→ Aim of the task: What is wanted is every line below from the one with "Intersection-audit request. Target: blurred" up to and including the one with "Intersection-audit request. Target: green stem", retyped exactly, pictures excluded, nothing else.

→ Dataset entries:

§ §

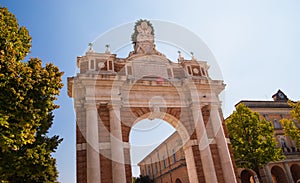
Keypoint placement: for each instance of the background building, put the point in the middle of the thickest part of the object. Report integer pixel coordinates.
(166, 163)
(287, 170)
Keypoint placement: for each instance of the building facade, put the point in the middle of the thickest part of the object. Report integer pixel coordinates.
(287, 170)
(111, 94)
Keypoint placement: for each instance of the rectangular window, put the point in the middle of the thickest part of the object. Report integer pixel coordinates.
(92, 65)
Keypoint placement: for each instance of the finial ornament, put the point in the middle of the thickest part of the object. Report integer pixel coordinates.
(107, 50)
(143, 31)
(193, 56)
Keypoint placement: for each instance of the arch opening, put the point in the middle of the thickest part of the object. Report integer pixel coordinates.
(295, 170)
(278, 175)
(247, 176)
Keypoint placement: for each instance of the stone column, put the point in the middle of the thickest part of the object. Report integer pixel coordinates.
(203, 143)
(288, 171)
(190, 163)
(225, 158)
(117, 151)
(93, 160)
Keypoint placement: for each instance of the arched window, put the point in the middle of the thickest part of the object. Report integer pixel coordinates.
(277, 125)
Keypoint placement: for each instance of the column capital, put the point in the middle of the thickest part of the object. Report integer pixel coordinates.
(89, 105)
(114, 104)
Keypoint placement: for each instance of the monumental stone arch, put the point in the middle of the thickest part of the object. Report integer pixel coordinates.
(111, 94)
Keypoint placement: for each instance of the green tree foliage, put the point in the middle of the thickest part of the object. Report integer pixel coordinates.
(27, 94)
(291, 126)
(252, 139)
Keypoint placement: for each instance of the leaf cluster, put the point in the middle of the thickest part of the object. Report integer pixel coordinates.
(27, 94)
(292, 126)
(252, 139)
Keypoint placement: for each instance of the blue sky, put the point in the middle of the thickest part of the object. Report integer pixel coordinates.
(256, 44)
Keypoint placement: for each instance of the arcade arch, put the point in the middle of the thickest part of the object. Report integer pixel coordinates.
(145, 136)
(278, 174)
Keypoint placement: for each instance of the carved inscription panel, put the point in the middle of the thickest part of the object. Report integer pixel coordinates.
(154, 69)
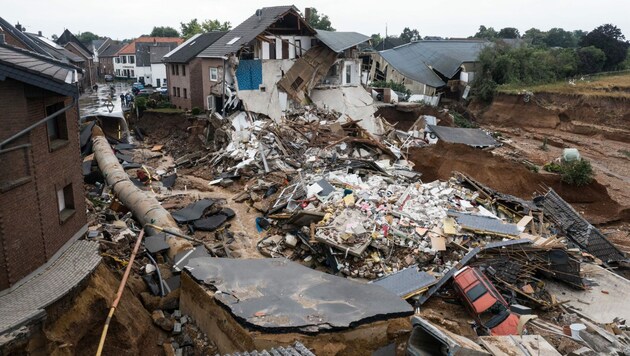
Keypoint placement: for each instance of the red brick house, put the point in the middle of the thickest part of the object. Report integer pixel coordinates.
(184, 71)
(42, 207)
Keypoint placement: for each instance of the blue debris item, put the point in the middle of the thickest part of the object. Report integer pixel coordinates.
(249, 74)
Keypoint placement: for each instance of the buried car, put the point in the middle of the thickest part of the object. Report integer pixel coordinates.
(487, 305)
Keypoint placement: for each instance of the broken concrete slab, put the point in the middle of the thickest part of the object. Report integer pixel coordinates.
(407, 282)
(278, 295)
(193, 211)
(525, 345)
(430, 339)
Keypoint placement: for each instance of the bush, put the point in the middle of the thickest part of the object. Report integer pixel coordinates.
(141, 103)
(577, 173)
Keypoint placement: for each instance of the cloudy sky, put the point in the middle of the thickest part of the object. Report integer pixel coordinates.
(120, 19)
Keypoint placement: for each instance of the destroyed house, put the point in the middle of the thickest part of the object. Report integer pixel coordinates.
(184, 71)
(255, 55)
(429, 69)
(42, 210)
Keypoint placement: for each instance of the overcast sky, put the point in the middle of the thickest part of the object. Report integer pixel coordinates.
(120, 19)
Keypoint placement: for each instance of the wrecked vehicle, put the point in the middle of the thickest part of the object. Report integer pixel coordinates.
(485, 303)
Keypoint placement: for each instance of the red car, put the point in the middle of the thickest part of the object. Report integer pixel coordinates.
(483, 300)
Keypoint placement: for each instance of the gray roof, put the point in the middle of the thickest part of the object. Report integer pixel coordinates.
(416, 60)
(340, 41)
(470, 137)
(37, 70)
(246, 31)
(192, 47)
(111, 50)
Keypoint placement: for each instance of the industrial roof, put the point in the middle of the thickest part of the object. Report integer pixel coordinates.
(470, 137)
(37, 70)
(192, 47)
(246, 31)
(340, 41)
(418, 60)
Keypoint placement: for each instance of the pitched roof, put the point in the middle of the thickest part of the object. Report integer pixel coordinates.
(38, 70)
(111, 50)
(246, 31)
(130, 48)
(55, 50)
(68, 37)
(192, 47)
(418, 60)
(340, 41)
(22, 37)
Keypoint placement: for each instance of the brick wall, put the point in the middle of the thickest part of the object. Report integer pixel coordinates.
(31, 230)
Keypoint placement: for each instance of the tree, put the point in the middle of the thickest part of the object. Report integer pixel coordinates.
(611, 41)
(590, 60)
(164, 31)
(319, 22)
(536, 36)
(193, 27)
(409, 35)
(509, 32)
(557, 37)
(486, 33)
(87, 37)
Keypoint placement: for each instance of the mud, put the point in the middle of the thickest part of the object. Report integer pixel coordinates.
(508, 176)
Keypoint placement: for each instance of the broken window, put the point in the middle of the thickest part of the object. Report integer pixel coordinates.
(65, 202)
(214, 74)
(56, 127)
(296, 83)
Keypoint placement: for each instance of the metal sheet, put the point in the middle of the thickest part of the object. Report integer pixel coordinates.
(277, 295)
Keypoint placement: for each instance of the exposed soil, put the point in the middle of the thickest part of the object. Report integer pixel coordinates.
(510, 177)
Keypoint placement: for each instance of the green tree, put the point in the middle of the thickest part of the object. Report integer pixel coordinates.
(509, 32)
(87, 37)
(409, 35)
(536, 36)
(609, 39)
(486, 33)
(319, 22)
(164, 31)
(557, 37)
(591, 59)
(193, 27)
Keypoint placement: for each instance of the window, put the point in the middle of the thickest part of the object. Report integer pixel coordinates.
(348, 73)
(56, 127)
(65, 202)
(214, 74)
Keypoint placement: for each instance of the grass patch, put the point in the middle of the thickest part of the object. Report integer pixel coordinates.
(166, 111)
(602, 85)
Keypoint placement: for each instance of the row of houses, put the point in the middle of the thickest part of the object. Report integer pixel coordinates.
(275, 58)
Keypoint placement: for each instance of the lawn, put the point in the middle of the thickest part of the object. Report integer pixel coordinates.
(602, 85)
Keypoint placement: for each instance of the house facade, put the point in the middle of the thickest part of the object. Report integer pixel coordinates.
(134, 60)
(185, 71)
(41, 212)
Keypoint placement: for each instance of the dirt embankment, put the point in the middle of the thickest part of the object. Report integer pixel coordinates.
(579, 114)
(510, 177)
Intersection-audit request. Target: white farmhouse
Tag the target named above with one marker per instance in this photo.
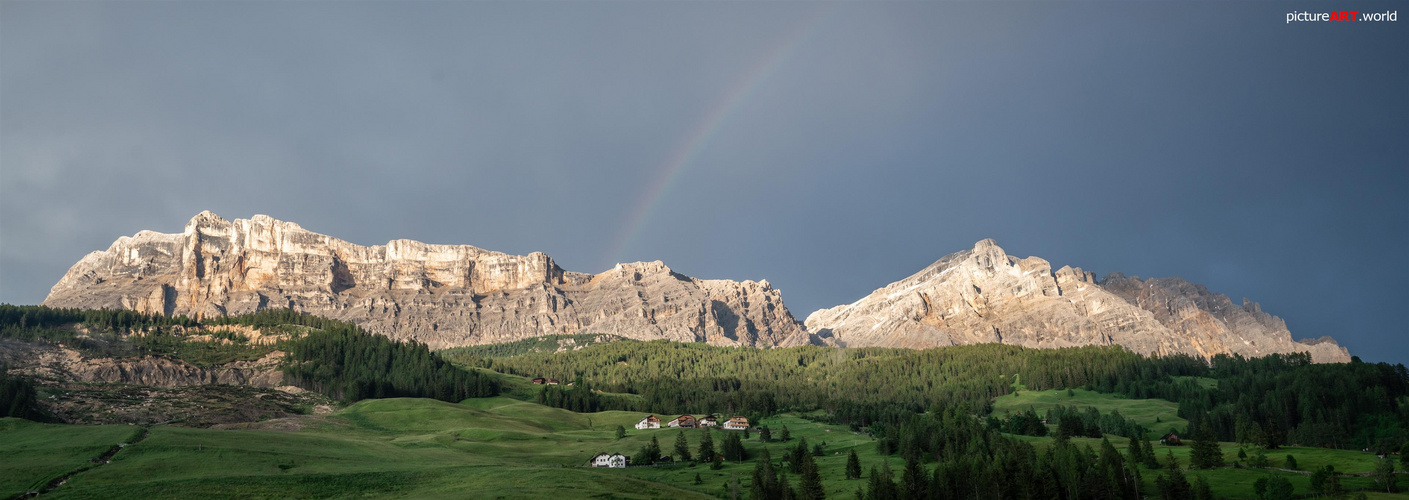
(615, 461)
(650, 421)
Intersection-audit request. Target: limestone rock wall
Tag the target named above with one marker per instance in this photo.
(984, 295)
(440, 295)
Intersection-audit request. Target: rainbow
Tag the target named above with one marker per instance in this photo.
(699, 135)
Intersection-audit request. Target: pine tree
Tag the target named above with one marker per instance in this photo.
(1201, 489)
(799, 452)
(1134, 449)
(1385, 475)
(853, 465)
(706, 452)
(765, 479)
(809, 485)
(1205, 452)
(682, 447)
(913, 479)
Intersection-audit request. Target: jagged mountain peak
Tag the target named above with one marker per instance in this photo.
(984, 295)
(440, 295)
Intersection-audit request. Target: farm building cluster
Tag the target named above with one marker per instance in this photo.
(617, 461)
(691, 421)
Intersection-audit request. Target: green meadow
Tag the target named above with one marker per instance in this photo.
(1158, 416)
(489, 448)
(1226, 482)
(502, 448)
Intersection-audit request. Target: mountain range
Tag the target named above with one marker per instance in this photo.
(460, 295)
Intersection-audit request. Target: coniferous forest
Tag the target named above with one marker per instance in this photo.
(334, 358)
(932, 409)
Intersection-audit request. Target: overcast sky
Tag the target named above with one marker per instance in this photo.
(830, 148)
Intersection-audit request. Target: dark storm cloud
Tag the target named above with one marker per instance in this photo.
(1201, 140)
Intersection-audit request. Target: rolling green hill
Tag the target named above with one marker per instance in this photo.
(493, 447)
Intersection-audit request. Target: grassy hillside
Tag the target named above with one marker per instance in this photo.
(495, 447)
(1158, 416)
(1225, 482)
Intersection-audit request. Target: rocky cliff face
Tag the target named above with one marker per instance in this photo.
(440, 295)
(984, 295)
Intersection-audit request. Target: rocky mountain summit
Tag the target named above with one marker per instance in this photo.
(984, 295)
(438, 295)
(460, 295)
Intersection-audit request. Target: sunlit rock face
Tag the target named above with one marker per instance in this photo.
(460, 295)
(984, 295)
(438, 295)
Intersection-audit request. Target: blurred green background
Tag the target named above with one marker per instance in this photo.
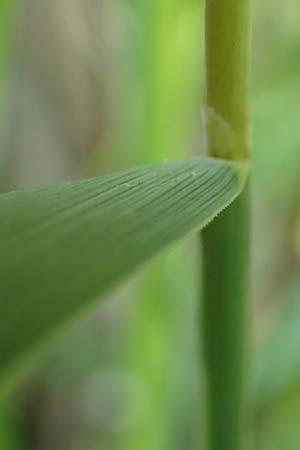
(91, 86)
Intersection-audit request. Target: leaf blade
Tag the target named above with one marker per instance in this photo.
(65, 245)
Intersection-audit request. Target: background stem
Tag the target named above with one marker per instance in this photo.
(225, 242)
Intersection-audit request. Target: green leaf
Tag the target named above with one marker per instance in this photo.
(63, 246)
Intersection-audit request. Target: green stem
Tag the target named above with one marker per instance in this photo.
(228, 30)
(226, 241)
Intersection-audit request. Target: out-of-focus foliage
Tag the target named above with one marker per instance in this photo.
(108, 84)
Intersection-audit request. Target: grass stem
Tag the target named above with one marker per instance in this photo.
(226, 242)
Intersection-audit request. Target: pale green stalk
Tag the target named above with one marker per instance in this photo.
(226, 241)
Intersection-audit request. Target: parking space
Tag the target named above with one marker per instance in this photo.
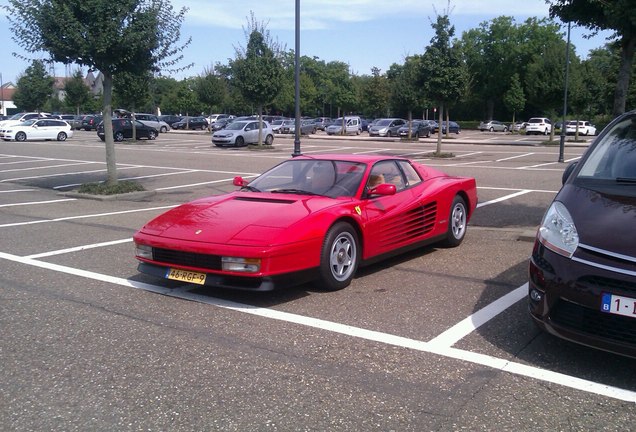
(436, 336)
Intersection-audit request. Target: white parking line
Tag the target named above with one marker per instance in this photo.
(62, 219)
(503, 198)
(37, 202)
(348, 330)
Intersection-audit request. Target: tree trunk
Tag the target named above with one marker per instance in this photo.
(624, 73)
(440, 118)
(111, 164)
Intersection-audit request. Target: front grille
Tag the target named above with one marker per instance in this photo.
(595, 323)
(188, 259)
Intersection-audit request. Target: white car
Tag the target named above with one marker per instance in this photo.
(240, 133)
(538, 126)
(585, 128)
(37, 129)
(21, 117)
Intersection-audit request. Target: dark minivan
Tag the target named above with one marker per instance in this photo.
(582, 274)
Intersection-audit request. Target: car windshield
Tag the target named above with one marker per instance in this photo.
(331, 178)
(236, 126)
(612, 160)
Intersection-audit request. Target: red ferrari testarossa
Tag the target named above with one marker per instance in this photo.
(310, 218)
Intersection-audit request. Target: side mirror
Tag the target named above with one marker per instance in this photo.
(568, 171)
(239, 181)
(383, 189)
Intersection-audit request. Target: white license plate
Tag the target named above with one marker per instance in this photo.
(186, 276)
(618, 305)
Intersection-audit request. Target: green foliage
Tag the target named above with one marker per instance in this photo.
(34, 88)
(110, 189)
(77, 92)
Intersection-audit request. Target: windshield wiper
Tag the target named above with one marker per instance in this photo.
(625, 179)
(250, 188)
(294, 191)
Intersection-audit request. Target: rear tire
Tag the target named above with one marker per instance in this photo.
(339, 257)
(457, 221)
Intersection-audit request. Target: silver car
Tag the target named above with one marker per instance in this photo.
(493, 126)
(240, 133)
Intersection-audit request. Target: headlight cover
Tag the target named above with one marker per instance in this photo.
(557, 231)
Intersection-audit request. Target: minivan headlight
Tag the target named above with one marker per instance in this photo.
(557, 231)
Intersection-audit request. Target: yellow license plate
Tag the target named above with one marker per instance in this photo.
(186, 276)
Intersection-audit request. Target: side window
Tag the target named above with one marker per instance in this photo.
(412, 177)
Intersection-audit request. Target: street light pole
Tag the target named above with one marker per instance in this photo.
(297, 81)
(565, 97)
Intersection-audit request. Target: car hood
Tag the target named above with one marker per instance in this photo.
(602, 220)
(256, 219)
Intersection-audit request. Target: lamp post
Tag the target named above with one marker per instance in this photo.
(565, 97)
(297, 82)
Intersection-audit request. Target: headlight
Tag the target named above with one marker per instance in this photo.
(244, 265)
(557, 231)
(143, 251)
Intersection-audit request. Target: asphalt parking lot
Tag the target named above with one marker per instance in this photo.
(437, 339)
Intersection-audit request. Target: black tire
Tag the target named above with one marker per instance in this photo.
(457, 223)
(339, 257)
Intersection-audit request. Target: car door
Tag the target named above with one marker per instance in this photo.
(395, 221)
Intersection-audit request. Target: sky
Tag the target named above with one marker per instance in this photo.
(361, 33)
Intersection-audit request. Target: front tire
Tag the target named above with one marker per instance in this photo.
(339, 257)
(457, 221)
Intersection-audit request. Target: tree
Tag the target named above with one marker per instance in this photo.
(34, 88)
(442, 73)
(77, 92)
(596, 15)
(210, 89)
(112, 37)
(514, 99)
(257, 70)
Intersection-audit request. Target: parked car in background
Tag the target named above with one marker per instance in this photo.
(493, 126)
(170, 119)
(352, 125)
(243, 132)
(538, 126)
(191, 123)
(582, 272)
(75, 121)
(90, 122)
(322, 122)
(584, 128)
(153, 121)
(454, 127)
(419, 128)
(23, 116)
(37, 129)
(386, 127)
(123, 129)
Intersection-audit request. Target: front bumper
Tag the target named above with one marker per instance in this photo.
(565, 300)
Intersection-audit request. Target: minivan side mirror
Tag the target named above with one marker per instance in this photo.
(568, 171)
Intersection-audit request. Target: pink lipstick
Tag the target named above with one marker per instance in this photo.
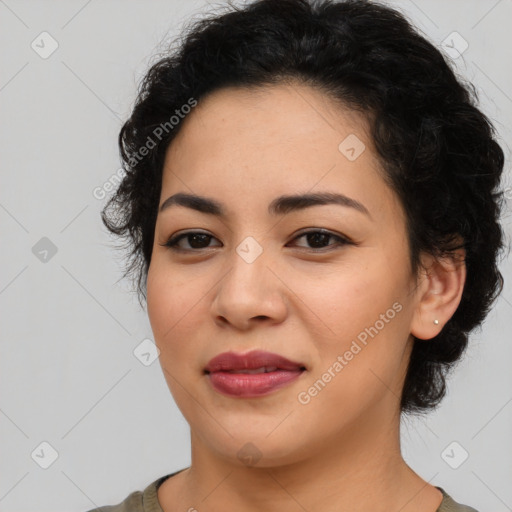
(252, 374)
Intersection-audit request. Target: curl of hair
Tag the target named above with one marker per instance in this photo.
(438, 150)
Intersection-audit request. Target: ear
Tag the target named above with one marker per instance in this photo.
(441, 282)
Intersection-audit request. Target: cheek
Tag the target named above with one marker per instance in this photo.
(171, 303)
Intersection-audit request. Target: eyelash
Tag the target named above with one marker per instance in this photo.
(341, 241)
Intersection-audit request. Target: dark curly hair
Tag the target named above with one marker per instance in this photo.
(438, 150)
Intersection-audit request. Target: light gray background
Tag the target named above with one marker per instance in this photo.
(69, 327)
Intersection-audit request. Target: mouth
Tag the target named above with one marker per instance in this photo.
(251, 375)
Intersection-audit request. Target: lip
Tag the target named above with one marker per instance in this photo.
(222, 373)
(249, 361)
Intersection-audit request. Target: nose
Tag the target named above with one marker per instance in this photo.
(250, 292)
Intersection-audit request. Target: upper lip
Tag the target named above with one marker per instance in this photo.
(250, 360)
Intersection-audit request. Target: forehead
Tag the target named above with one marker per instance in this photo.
(271, 140)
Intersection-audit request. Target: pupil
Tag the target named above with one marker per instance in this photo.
(194, 238)
(315, 236)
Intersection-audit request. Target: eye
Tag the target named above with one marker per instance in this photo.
(318, 238)
(198, 240)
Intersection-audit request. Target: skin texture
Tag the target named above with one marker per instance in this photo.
(341, 450)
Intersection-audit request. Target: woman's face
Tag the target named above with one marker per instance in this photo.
(256, 282)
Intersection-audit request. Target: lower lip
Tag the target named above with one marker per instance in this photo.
(247, 385)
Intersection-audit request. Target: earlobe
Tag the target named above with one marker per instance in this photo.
(438, 294)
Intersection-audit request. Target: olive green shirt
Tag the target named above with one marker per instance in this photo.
(147, 501)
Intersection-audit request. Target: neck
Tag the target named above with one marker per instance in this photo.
(360, 469)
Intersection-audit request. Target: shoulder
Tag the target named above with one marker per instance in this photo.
(450, 505)
(138, 501)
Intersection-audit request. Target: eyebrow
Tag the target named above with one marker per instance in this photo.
(279, 206)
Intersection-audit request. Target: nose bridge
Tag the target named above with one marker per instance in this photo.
(249, 289)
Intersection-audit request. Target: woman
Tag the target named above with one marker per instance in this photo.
(311, 202)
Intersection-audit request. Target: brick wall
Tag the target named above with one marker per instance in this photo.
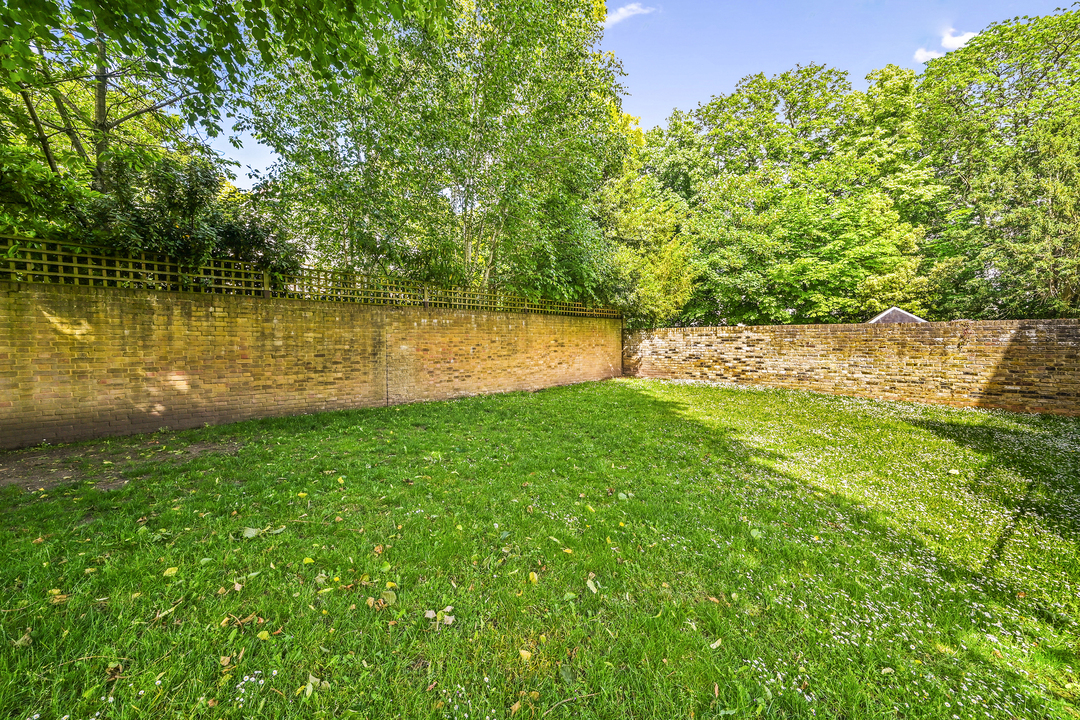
(79, 363)
(1028, 366)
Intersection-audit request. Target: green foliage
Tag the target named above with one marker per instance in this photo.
(804, 198)
(185, 209)
(954, 194)
(34, 200)
(208, 46)
(1000, 118)
(650, 254)
(473, 163)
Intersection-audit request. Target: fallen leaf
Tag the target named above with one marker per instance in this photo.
(24, 641)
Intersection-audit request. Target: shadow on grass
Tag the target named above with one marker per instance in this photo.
(694, 476)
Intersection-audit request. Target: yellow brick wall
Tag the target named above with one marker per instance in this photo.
(1027, 366)
(79, 363)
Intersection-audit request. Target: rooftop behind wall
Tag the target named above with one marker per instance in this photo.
(94, 345)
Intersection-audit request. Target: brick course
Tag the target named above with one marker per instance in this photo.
(1026, 366)
(78, 363)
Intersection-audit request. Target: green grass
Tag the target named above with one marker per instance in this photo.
(699, 552)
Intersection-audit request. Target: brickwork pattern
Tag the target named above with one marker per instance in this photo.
(78, 363)
(1026, 366)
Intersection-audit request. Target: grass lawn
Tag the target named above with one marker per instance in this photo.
(626, 548)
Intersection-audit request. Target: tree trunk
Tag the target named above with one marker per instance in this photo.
(100, 117)
(45, 147)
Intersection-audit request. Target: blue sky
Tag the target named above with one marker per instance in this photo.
(678, 54)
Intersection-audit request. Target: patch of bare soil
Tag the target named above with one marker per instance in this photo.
(107, 466)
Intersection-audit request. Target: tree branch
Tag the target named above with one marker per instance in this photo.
(156, 106)
(45, 146)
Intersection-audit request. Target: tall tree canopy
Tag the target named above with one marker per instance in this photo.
(474, 162)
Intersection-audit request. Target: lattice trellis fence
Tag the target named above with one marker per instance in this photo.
(24, 260)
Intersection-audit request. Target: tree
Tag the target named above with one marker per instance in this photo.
(812, 213)
(1000, 120)
(207, 48)
(475, 161)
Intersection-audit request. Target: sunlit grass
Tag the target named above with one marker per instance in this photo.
(698, 552)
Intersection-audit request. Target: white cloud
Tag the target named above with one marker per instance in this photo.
(923, 55)
(950, 41)
(626, 11)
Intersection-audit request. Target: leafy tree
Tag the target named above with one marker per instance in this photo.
(473, 163)
(205, 46)
(1000, 120)
(650, 254)
(813, 211)
(36, 202)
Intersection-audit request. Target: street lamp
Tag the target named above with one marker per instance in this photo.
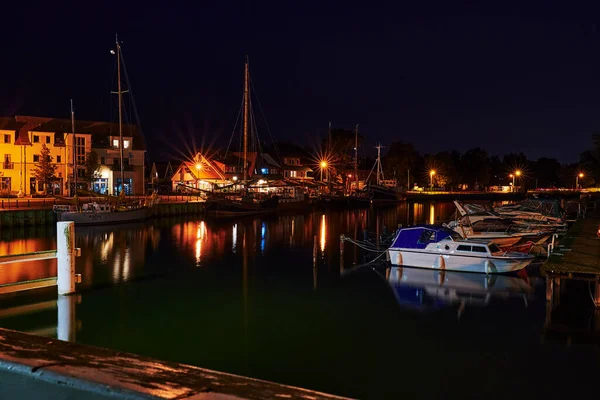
(323, 166)
(579, 175)
(517, 173)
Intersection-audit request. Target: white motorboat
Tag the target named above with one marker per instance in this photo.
(439, 247)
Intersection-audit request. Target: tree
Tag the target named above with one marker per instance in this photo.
(92, 167)
(44, 169)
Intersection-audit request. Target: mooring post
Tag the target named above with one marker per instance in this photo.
(66, 318)
(65, 255)
(341, 253)
(549, 289)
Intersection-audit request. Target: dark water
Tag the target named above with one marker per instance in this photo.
(243, 297)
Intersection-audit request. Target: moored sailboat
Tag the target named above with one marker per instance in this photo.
(106, 213)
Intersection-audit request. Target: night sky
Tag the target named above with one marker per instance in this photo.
(505, 78)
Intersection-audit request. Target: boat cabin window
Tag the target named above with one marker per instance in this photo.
(493, 248)
(426, 237)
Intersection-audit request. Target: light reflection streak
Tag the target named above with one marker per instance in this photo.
(234, 238)
(322, 239)
(431, 214)
(263, 231)
(200, 235)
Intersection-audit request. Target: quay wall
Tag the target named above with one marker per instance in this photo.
(449, 196)
(28, 217)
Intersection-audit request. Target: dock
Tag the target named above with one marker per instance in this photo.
(572, 274)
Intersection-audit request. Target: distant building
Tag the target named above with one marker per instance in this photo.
(22, 138)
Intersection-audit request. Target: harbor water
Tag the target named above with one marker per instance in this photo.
(247, 297)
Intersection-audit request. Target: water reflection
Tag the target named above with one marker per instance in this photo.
(425, 289)
(323, 234)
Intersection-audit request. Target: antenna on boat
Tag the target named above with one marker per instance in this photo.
(74, 150)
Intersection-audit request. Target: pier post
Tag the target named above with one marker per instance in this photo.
(549, 289)
(65, 329)
(65, 255)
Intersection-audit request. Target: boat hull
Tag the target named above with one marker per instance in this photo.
(454, 262)
(105, 218)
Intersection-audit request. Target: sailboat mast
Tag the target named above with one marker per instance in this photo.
(120, 93)
(356, 158)
(246, 106)
(74, 149)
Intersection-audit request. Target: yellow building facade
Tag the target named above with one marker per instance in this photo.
(21, 141)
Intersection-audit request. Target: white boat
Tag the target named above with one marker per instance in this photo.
(438, 247)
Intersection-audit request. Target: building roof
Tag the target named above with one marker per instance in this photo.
(164, 169)
(100, 131)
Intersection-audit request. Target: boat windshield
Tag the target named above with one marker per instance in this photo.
(493, 248)
(455, 236)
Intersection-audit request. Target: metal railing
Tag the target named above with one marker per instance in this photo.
(65, 253)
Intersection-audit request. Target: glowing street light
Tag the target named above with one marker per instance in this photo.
(323, 165)
(517, 173)
(579, 175)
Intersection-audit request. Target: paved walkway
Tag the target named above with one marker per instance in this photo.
(38, 367)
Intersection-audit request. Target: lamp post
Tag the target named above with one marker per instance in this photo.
(579, 175)
(198, 168)
(517, 173)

§ §

→ Task response:
Intersection-audit request. Target: blurred green background
Tag the target named above with one marker per instance in this photo.
(91, 86)
Intersection-audit request. Target: leaf blade
Tag the target named above with one marker per instance in this photo.
(65, 245)
Intersection-audit request. Target: background stem
Tag the target named above with one marker per instance in this photo.
(225, 242)
Intersection-audit request. Target: green leaf
Tag the target named above with one marker per instance in this photo.
(63, 246)
Intersection-audit request. Target: green stem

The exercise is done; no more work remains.